PEDIDO POR ESCRITO 1
Segundo o trecho selecionado, quantos pontos compõem o percurso guiado do livro, e o que ampara cada um deles?

TRECHO SELECIONADO
----

Interpretar sinais.
A obra em questão parte do princípio de que, para muitos, a semiótica é considerada uma ciência misteriosa, e, portanto, este livro pretende desvendar seus mistérios e explicar, através de uma seleção de exemplos, que conceitos estão nos bastidores da construção de determinadas relações e da compreensão de certos significados em produtos e fenômenos comunicacionais.
O caminho sugerido por Sean Hall para nos guiar nas interpretações de imagens, textos, fotografias, obras de arte, gestos, propagandas e elementos gráficos, é amplo e diversificado.
Os exemplos selecionados têm como finalidade apontar para determinados assuntos, termos e definições que o autor assume como conceitos básicos da semiótica, e através dos quais o percurso para a compreensão da teoria dos signos é estabelecido.
Um percurso guiado através de 75 pontos, cada qual amparado por uma ilustração e uma pergunta dirigida.
Assim, nenhuma imagem é percebida pelo receptor de forma autônoma, espontânea ou imprevista. A pergunta proposta, na maioria das vezes, fornece os sinais para a resposta, e assim, objetivando um tipo de leitura ou interpretação, ela limita as hipóteses associativas decorrentes da observação do elemento visual, àquilo que o autor pretende abordar como exemplo do conceito em questão.

----

DADOS FORNECIDOS
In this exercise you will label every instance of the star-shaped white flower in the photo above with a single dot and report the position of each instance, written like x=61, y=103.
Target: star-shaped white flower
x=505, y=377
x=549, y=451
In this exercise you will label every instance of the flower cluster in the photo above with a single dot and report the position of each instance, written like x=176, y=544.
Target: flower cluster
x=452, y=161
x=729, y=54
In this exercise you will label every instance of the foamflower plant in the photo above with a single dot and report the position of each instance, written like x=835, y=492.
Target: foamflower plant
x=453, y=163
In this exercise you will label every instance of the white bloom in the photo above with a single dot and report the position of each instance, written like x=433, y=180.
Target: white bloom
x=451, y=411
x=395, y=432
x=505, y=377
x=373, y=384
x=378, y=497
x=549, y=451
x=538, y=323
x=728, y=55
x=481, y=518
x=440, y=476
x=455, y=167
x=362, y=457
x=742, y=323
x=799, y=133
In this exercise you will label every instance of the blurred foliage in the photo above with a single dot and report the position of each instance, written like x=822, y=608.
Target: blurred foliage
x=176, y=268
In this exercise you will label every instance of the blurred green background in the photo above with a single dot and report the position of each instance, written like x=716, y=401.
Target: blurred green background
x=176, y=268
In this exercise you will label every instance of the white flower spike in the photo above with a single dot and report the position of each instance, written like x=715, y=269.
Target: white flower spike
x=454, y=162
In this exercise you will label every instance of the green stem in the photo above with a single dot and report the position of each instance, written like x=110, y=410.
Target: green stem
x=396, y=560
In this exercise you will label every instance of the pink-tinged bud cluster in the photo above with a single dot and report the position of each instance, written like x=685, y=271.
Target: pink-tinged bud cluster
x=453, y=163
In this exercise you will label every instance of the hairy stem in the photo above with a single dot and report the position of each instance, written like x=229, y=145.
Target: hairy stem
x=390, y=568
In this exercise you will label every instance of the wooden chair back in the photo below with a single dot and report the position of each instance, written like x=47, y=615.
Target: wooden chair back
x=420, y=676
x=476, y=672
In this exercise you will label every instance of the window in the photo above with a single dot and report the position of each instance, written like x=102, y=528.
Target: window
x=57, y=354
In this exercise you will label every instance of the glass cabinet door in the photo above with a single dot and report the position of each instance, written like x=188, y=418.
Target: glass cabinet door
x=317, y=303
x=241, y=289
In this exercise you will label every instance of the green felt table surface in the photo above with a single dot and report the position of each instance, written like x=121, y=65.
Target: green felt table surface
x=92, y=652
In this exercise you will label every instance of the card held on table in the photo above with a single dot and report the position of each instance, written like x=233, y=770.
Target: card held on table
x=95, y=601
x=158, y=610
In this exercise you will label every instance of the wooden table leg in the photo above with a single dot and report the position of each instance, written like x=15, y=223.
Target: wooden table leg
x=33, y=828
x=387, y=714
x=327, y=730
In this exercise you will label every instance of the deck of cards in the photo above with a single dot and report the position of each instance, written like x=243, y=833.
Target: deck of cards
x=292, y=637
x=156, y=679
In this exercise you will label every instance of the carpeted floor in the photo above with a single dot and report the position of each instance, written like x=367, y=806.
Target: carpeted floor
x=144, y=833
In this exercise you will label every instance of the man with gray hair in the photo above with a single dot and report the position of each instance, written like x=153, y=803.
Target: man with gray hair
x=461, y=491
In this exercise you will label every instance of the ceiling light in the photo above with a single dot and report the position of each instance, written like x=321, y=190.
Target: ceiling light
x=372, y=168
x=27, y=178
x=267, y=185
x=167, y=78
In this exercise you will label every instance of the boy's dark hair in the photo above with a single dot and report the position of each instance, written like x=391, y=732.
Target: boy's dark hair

----

PEDIDO POR ESCRITO 2
Informe, copiando-as por inteiro, todas as linhas dos dados fornecidos acima que contêm a sequência "stem", inclusive como parte de uma palavra maior.

RESPOSTA ESPERADA 1
São 75 pontos, cada qual amparado por uma ilustração e uma pergunta dirigida.

RESPOSTA ESPERADA 2
In this exercise you will label every instance of the green stem in the photo above with a single dot and report the position of each instance, written like x=110, y=410.
Target: green stem
In this exercise you will label every instance of the hairy stem in the photo above with a single dot and report the position of each instance, written like x=229, y=145.
Target: hairy stem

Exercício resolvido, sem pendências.